### Text excerpt

Although Americans continued to make their own soap at home for many years, they also began to manufacture soap commercially during the late seventeenth and early eighteenth centuries. Because they utilized similar materials and methods, soap makers were frequently in partnership with candle and tallow makers. The first soap maker to render (purify by melting) fats at his own operation was William Colgate, who had learned his trade in the early 1800s in New York City. The company that today bears his name is a Major producer of soap and other cosmetic preparations. In the nineteenth century storekeepers purchased soap from manufacturers in large blocks, from which their customers in turn cut smaller chunks. Jesse Oakley of Newburgh, New York, became the first manufacturer to sell wrapped soap in a cake form that was a good size for home use.

Soap was used for shaving through the early 1800s. In 1840, a concentrated soap that foamed was sold in tablets by Vroom and Fowler, whose Walnut Oil Military Shaving Soap was probably the first soap made especially for shaving. A century later, as the United States entered World War II, animal fats of relatively uncontrolled type and quality were still being used to make soap. To help supply American troops with soap, women were urged to save cans of cooking fat, and then bring them to local butchers who collected and delivered the fat to soap manufacturers. Because contaminants were inevitable in ingredients collected so haphazardly, the soap makers had to heat, strain, and reheat the fatsa process both inefficient and expensive. However, by the end of the war, mounting questions about purity and consistency led to the creation of the modern, regulated soap and cosmetic industry.

######

Work to complete: Continue the passage on the history of American soap making, picking up right after its final sentence.

### Material shown

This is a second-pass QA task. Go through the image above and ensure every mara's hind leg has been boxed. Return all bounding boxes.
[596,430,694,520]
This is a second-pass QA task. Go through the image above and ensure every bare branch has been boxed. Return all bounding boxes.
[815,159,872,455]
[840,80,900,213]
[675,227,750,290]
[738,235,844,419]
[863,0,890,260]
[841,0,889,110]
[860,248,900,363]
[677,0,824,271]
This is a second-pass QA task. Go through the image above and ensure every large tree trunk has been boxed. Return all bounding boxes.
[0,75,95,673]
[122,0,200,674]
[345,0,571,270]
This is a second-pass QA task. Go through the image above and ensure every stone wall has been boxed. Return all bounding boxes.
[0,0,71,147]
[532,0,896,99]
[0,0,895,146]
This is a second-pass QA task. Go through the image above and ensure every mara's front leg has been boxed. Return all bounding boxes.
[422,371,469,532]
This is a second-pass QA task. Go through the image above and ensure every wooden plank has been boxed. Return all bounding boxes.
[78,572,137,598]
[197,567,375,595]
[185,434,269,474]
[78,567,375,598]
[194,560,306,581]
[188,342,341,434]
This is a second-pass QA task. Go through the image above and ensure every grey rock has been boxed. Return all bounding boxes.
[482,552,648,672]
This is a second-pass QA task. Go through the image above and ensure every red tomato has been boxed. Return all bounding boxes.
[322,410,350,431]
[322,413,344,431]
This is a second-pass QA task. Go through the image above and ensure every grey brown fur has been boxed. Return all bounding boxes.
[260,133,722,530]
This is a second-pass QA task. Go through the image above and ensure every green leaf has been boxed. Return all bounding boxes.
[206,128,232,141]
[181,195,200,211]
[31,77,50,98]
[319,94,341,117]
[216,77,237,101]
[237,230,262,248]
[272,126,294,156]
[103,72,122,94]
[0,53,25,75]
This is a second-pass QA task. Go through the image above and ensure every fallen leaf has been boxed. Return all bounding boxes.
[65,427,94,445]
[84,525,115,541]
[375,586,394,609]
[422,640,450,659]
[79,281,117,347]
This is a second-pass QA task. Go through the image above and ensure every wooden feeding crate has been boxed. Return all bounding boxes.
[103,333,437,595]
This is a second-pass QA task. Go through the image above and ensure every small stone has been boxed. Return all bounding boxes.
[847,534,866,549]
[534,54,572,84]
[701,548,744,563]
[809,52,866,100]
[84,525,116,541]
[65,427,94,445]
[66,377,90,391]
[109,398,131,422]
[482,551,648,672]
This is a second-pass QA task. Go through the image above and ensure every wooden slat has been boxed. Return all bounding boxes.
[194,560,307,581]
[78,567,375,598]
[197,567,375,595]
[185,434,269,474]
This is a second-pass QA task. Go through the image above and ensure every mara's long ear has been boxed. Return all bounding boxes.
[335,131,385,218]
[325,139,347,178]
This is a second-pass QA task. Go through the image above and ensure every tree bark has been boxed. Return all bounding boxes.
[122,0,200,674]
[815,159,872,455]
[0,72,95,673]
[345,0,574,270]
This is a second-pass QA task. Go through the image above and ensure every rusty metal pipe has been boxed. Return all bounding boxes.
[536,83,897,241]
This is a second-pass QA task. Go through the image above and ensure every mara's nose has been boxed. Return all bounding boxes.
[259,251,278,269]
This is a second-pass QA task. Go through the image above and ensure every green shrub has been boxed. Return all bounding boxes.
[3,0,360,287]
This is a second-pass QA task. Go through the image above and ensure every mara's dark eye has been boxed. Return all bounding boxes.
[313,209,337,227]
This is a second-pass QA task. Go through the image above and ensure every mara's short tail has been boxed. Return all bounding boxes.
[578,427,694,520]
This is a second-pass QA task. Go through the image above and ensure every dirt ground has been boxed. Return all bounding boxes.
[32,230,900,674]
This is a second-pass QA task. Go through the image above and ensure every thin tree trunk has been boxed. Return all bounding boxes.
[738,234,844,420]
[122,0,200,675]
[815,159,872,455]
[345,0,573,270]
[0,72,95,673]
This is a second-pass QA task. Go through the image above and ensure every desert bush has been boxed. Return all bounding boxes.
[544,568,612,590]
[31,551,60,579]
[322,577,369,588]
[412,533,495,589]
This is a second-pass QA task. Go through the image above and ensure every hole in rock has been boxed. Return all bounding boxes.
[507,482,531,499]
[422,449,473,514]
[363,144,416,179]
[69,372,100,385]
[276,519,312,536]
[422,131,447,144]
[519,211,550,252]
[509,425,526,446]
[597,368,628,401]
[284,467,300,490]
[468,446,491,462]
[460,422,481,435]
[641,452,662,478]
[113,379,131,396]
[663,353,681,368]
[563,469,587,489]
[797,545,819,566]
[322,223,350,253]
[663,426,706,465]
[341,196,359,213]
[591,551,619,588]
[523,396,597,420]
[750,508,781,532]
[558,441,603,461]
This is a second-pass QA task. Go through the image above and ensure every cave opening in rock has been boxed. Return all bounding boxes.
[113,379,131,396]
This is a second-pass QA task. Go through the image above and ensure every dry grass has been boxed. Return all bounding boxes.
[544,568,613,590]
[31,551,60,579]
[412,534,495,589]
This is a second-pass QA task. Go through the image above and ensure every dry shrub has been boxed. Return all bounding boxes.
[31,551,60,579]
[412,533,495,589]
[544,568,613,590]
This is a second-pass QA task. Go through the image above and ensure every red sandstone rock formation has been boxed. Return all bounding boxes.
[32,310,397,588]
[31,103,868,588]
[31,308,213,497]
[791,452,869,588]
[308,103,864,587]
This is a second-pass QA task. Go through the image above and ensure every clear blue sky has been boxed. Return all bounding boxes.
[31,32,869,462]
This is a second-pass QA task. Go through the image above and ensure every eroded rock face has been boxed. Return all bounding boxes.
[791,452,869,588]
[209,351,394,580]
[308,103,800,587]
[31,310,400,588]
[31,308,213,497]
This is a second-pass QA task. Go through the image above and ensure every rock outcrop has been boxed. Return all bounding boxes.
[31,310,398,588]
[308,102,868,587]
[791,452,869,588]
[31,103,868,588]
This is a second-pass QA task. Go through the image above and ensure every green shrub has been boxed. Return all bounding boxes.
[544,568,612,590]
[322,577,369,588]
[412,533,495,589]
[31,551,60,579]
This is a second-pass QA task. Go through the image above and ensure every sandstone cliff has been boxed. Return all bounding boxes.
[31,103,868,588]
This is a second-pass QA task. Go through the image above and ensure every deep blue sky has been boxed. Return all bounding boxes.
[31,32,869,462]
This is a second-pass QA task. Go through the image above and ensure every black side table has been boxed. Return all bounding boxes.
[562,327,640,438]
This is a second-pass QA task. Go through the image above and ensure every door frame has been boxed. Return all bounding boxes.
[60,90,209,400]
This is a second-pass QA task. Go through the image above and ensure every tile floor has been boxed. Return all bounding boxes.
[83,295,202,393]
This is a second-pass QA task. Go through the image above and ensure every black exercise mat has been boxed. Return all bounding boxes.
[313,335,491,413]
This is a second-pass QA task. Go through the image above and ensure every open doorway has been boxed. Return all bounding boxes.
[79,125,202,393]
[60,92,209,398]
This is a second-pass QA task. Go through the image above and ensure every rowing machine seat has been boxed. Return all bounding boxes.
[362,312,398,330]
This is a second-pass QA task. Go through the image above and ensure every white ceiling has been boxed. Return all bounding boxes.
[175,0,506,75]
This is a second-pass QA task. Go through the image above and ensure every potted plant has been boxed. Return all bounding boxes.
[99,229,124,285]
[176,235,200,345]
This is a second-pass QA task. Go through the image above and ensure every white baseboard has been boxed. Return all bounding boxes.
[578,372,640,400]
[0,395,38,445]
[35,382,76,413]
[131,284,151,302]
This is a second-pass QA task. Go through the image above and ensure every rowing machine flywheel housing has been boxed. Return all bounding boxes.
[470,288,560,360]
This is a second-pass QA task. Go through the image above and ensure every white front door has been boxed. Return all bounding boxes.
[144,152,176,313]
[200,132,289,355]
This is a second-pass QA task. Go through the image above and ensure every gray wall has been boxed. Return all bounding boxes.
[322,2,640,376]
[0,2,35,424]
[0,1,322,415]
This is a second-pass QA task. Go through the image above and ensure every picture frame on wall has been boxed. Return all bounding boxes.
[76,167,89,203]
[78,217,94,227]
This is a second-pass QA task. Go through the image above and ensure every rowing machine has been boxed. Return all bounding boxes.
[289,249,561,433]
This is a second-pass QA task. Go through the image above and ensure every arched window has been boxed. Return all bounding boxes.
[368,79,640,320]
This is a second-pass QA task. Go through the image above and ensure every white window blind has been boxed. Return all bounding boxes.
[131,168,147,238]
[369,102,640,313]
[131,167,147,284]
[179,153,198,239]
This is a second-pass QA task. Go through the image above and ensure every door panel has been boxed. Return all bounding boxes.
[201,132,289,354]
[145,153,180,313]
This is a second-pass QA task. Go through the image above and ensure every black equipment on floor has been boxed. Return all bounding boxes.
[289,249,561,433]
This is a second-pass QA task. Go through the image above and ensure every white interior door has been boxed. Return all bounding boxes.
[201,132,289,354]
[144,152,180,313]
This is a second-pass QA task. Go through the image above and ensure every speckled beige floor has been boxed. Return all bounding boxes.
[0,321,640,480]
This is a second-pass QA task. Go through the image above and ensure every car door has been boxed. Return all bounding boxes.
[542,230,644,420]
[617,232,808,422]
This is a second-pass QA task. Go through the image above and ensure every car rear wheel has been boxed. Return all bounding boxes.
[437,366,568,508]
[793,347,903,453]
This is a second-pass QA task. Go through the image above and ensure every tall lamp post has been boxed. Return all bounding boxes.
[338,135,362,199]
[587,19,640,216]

######

Task answer:
In addition to raising concerns about the quality of soap, World War II contributed to the invention of the spray can. Aerosol containers were first invented during the war as a device for dealing with insects carrying malaria and other diseases. Initially assigned to the Secretary of Agriculture, the patent for this "bug bomb" was released to American industry after the war. When the first aerosol shaving cream appeared in 1950, it captured almost one fifth of the market for shaving preparations within a short time. Today, aerosol preparations dominate the shaving cream market.

Raw Materials

The goal of any shaving preparation is to wet and soften the hair to be shaved, cushion the effect of the razor, and provide a residual film to soothe the skin. This film should be of the proper pH value: neither excessively alkaline nor overly acidic, it should correspond to the skin's pH level.

Many manufacturers would have us believe that the recipes for shaving cream are carefully guarded secrets. However, the secrecy revolves mostly around the quantities in which standard ingredients are used, and the choice of substitutes for the few ingredients that are variable. By law, ingredients are listed right on the container, except for perfumes. Actual recipes are easily found in industrial chemistry textbooks available at many libraries. A standard recipe contains approximately 8.2 percent stearic acid, 3.7 percent triethanolamine,. 5 percent lanolin, 2 percent glycerin, 6 percent polyoxyethylene sorbitan monostearate, and 79.6 percent water.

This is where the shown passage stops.